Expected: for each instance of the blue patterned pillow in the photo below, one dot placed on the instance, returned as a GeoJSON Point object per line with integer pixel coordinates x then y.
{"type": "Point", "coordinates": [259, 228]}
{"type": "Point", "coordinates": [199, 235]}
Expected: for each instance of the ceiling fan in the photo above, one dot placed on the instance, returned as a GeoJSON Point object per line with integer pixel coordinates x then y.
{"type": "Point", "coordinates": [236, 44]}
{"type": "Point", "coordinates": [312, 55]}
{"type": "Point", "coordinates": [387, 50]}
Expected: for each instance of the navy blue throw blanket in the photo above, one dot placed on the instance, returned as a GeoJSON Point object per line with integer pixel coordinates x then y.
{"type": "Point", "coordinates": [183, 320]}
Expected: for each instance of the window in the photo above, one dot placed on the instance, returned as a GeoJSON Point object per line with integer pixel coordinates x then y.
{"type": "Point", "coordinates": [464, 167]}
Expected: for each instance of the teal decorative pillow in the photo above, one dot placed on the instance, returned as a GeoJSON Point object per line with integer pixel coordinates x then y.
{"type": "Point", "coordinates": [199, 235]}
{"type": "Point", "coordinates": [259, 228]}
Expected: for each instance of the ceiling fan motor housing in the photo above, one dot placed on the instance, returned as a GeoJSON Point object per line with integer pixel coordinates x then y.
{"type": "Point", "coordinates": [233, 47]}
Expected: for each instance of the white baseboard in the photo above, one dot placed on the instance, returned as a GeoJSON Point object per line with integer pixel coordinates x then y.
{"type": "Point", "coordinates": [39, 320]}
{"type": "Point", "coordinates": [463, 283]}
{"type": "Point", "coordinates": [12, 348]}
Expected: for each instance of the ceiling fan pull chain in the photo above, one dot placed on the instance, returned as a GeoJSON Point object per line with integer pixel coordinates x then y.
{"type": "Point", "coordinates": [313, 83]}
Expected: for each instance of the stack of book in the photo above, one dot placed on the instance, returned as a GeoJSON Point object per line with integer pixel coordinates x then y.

·····

• _Description of the task_
Beginning with the line that has "Expected: for each instance of the navy", set down every line of the entries above through the final one, unchanged.

• _Output below_
Expected: for each instance of the navy blue throw blanket in the photo above, one dot placed on the instance, returned as a GeoJSON Point object per line with integer pixel coordinates x then y.
{"type": "Point", "coordinates": [183, 320]}
Expected: for each instance of the window in the photo above, one dot placed on the instance, returned as a GeoJSON Point object per line with integer pixel coordinates x then y.
{"type": "Point", "coordinates": [464, 167]}
Expected: for each instance of the teal decorative pillow in the photo above, one dot placed on the instance, returned as a GeoJSON Point object per line with integer pixel coordinates x then y.
{"type": "Point", "coordinates": [199, 235]}
{"type": "Point", "coordinates": [259, 228]}
Expected: for each instance of the ceiling fan motor housing in the photo above, one dot placed on the instance, returned as a GeoJSON Point object per line with integer pixel coordinates x then y.
{"type": "Point", "coordinates": [233, 47]}
Expected: for each instance of the white baseboard in the photo above, one dot placed on the instance, returned as a GeoJSON Point object per line with integer pixel coordinates x then y.
{"type": "Point", "coordinates": [39, 320]}
{"type": "Point", "coordinates": [463, 283]}
{"type": "Point", "coordinates": [12, 348]}
Expected: for each instance of the ceiling fan pull chain in the photo above, one dot placed on the instance, returned as a GeoJSON Point object per line with integer pixel coordinates x then y.
{"type": "Point", "coordinates": [313, 83]}
Expected: for each instance of the stack of book in the photo above, one dot placed on the instance, returned as a GeoJSON Point object per line with integer pixel coordinates x then y.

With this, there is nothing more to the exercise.